(Input data Opens)

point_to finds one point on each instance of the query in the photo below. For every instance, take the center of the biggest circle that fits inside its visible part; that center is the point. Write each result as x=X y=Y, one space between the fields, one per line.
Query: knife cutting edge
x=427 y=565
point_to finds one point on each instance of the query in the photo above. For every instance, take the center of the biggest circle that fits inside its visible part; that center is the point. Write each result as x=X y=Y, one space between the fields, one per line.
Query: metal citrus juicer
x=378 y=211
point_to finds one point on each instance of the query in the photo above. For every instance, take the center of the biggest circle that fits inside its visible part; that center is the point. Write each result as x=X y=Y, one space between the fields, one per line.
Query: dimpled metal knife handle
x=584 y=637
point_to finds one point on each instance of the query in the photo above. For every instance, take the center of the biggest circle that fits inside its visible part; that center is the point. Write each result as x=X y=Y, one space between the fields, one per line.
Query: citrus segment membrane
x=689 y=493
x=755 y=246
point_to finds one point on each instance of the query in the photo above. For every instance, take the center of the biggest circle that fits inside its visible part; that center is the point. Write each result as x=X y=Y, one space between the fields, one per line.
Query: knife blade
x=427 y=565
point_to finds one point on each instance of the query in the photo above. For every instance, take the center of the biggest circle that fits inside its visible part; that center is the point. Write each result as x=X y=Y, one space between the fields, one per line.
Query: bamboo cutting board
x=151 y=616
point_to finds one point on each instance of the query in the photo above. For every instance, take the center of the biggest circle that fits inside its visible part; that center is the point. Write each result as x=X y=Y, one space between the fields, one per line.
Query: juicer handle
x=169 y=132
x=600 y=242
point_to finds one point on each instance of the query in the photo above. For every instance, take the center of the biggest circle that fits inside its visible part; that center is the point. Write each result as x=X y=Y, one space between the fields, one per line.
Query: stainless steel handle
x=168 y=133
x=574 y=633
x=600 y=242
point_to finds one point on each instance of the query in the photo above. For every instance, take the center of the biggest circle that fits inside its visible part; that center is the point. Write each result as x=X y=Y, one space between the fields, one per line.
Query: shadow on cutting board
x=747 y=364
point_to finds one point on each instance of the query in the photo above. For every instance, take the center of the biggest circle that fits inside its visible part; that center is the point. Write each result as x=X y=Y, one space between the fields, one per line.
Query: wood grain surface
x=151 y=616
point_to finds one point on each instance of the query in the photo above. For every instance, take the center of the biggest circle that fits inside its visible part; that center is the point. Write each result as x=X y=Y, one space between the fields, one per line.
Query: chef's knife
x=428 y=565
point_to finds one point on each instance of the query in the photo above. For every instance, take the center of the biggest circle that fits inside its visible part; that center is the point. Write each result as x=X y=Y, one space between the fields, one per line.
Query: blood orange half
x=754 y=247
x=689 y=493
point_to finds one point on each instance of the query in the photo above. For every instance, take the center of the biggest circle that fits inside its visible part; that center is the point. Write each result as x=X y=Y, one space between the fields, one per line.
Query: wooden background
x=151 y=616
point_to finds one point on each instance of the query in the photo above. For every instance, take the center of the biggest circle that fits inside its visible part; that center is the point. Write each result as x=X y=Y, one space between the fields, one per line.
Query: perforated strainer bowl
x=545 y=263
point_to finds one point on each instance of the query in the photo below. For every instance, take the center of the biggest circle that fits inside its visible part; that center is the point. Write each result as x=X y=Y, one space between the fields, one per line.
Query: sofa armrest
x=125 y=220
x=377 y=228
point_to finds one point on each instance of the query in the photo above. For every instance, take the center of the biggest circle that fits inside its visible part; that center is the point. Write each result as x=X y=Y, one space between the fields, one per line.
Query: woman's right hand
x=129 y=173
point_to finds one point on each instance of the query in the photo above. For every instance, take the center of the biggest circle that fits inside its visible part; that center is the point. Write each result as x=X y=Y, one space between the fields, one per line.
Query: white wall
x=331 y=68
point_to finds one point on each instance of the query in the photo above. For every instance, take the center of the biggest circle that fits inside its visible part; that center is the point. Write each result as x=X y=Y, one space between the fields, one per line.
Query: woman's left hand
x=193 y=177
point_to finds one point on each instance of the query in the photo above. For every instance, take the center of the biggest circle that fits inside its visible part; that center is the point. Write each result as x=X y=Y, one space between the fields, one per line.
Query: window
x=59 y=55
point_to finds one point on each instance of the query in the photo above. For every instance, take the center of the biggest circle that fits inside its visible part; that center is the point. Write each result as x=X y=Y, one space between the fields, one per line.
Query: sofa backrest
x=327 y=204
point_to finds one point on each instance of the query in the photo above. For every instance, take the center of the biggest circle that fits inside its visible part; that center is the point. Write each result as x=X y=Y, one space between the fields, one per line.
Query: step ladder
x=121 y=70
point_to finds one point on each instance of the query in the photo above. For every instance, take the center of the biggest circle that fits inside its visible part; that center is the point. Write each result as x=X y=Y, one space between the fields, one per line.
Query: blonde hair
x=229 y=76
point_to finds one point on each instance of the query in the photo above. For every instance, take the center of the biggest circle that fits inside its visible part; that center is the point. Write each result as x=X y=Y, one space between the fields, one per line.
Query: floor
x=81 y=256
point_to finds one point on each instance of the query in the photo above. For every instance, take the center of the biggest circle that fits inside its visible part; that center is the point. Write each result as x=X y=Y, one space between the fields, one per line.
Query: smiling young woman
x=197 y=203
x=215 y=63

(Input data Closes)

(How to complete this task) Each record above must be restated in full, word for word.

(Answer area)
point_to finds one point on each instance of the query in the photo below. For every instance, take the center of the biggest circle that fits inside its visible part; that center is the point. Write each result as x=X y=Y, one space between the fields, one per line.
Query: knife cutting edge
x=427 y=565
point_to finds one point on each instance of the query in the photo above. For every instance, take the center of the biggest circle that fits inside its visible part; that center is the point. Write each result as x=X y=Y, one space between the fields, one per line.
Query: metal citrus juicer
x=378 y=211
point_to finds one point on each instance of the query in the photo above. For every instance, take the center of the biggest circle that fits inside its visible part; that center is the point. Write each result as x=X y=Y, one space between the fields, one per line.
Query: dimpled metal knife handle
x=584 y=637
point_to finds one point on each instance of the query in the photo above. For every instance, take the center of the biggest circle that fits inside its visible part; that center is the point. Write each result as x=X y=Y, one space between the fields, one per line.
Query: citrus segment membrane
x=689 y=493
x=755 y=246
point_to finds one point on each instance of the query in the photo above. For every instance, take the center of the biggest circle that fits inside its visible part; that center is the point. Write each result as x=X y=Y, one space between the fields, one per line.
Query: knife blade
x=427 y=565
point_to finds one point on each instance of the query in the photo above. For every instance, take the center of the biggest circle that fits inside its visible part; that center is the point. Write each result as x=X y=Y, one space between the fields, one per line.
Query: bamboo cutting board
x=151 y=616
point_to finds one point on each instance of the query in the photo above. For every instance, take the center of the biggest circle that fits inside its visible part; that center is the point. Write each result as x=X y=Y, one space between the fields, one per line.
Query: juicer handle
x=169 y=132
x=600 y=242
point_to finds one point on each instance of the query in the photo above. For every instance, take the center of the biggest circle that fits inside its visible part; that center is the point. Write each result as x=X y=Y, one space between the fields, one per line.
Query: stainless steel handle
x=168 y=133
x=574 y=633
x=600 y=242
point_to finds one point on each instance of the query in the photo above. For every instance, take the center of the biggest circle that fits inside its visible part; that center is the point. Write each result as x=X y=Y, one space between the fields, one per line.
Query: shadow on cutting board
x=747 y=364
point_to finds one point on each instance of the query in the photo above. For every instance, take the center of the biggest circle that fits inside its visible part; that center is the point. Write each result as x=X y=Y, one space between the fields, one per line.
Query: wood grain surface
x=151 y=616
point_to finds one point on each instance of the query in the photo above. For every instance, take the center of the biggest circle that fits inside its visible part; that center is the point. Write each result as x=X y=Y, one space between the fields, one per line.
Query: chef's knife
x=428 y=565
point_to finds one point on each instance of the query in the photo above. For every instance, take the center of the biggest circle that fits inside its visible part; that center is the point. Write each result as x=X y=Y, one space between the fields, one per line.
Query: blood orange half
x=754 y=247
x=689 y=493
point_to finds one point on each instance of the query in the photo above. For every instance, take the center of the biggest circle that fits inside its visible part; that center is the point. Write each result as x=X y=Y, one space between the fields, one per line.
Query: wooden background
x=151 y=616
point_to finds one point on each instance of the query in the photo above. For every instance, take the center of the biggest circle that fits inside its visible part; that center is the point. Write each result as x=X y=Y, one space between the fields, one per line.
Query: perforated strainer bowl
x=545 y=263
point_to finds one point on each instance of the query in the photo below. For every instance, take the center of the biggest circle that fits inside its visible part; that center is the point. Write each result as x=X y=Y, one space between the fields, one per line.
Query: sofa armrest
x=125 y=220
x=377 y=228
point_to finds one point on each instance of the query in the photo above. For every instance, take the center of the biggest circle that fits inside its visible part; that center is the point. Write each result as x=X y=Y, one space between the fields, one per line.
Query: woman's right hand
x=129 y=173
point_to finds one point on each instance of the query in the photo above. For every instance, take the center of the biggest circle that fits inside its visible part; that center is the point. Write each result as x=X y=Y, one space between the fields, one per line.
Query: white wall
x=331 y=68
point_to finds one point on each instance of the query in the photo above. For every instance, take the center of the biggest circle that fits inside its visible part; that center is the point. Write each result as x=X y=Y, one space between the fields, one per line.
Query: woman's left hand
x=193 y=177
point_to finds one point on each instance of the query in the photo above. For every instance, take the center of the biggest circle that fits inside its visible part; that center is the point. Write each result as x=X y=Y, one space between the fields, one per line.
Query: window
x=59 y=55
point_to finds one point on each instance of the query in the photo above. For every instance, take the center of the biggest circle that fits inside its visible part; that center is the point. Write each result as x=X y=Y, one space between the fields, one per line.
Query: sofa backrest
x=327 y=204
point_to finds one point on each instance of the query in the photo above. For every instance, take the center of the biggest circle that fits inside its visible part; that center is the point. Write each result as x=X y=Y, one space between the fields, one per line.
Query: step ladder
x=121 y=70
point_to finds one point on each instance of the query in the photo above. For every instance, take the center of the biggest circle that fits inside its visible part; that center is the point. Write each result as x=X y=Y, one space between the fields, one per line.
Query: blonde hair
x=229 y=76
point_to finds one point on each instance of the query in the photo above. For every instance, take the center of the biggest circle that fits inside its visible part; that center is the point. Write each result as x=X y=Y, one space between the fields, one per line.
Query: floor
x=81 y=256
point_to finds one point on each instance of the query in the photo above. For every instance, take the center of the biggest circle that fits inside its visible part; that center is the point. Write each result as x=X y=Y, one space between the fields, one per line.
Query: smiling young woman
x=197 y=203
x=215 y=63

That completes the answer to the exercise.